THE PROBLEM:
Pick out each line below that contains the string "water" and copy it out in full. Case matters.

* begin SOURCE RECORDS *

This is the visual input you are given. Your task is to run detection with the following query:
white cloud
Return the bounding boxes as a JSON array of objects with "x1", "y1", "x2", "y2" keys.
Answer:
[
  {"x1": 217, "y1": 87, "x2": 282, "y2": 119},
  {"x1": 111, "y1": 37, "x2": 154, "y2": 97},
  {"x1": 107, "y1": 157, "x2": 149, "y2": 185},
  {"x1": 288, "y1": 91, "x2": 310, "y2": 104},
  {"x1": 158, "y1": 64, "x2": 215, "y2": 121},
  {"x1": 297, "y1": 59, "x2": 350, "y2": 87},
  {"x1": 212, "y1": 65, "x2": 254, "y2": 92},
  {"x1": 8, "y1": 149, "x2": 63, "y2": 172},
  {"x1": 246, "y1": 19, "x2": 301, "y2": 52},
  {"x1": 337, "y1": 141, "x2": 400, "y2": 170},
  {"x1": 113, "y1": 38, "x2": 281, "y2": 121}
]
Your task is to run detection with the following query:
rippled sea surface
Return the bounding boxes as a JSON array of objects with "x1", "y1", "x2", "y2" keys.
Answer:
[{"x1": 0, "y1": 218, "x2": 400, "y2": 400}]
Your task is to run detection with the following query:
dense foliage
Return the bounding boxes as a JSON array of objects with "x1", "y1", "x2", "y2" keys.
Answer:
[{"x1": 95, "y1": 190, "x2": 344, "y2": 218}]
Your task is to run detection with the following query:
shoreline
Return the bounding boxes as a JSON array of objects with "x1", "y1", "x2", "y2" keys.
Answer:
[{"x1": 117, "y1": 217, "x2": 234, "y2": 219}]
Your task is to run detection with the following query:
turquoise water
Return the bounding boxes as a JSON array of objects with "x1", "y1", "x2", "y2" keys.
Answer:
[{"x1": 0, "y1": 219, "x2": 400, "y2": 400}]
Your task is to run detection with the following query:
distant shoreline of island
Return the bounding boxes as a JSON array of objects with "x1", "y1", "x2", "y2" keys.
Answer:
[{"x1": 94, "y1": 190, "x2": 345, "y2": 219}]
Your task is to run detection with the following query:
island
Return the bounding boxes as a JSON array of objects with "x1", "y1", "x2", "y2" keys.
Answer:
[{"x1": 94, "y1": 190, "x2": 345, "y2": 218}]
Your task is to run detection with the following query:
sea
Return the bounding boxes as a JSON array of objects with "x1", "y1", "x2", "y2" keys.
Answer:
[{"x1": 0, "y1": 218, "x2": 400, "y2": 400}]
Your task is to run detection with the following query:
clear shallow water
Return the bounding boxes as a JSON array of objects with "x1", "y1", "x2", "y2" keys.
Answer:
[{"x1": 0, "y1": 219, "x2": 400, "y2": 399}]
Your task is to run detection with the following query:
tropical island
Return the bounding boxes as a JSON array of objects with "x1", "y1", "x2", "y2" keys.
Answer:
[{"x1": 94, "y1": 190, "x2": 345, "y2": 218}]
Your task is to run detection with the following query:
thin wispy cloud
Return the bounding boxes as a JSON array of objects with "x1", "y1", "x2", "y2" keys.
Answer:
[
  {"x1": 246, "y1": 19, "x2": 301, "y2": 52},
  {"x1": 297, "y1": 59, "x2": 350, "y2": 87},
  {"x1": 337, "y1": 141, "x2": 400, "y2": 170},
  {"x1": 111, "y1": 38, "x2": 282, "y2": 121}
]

* end SOURCE RECORDS *

EXERCISE OUTPUT:
turquoise water
clear shallow water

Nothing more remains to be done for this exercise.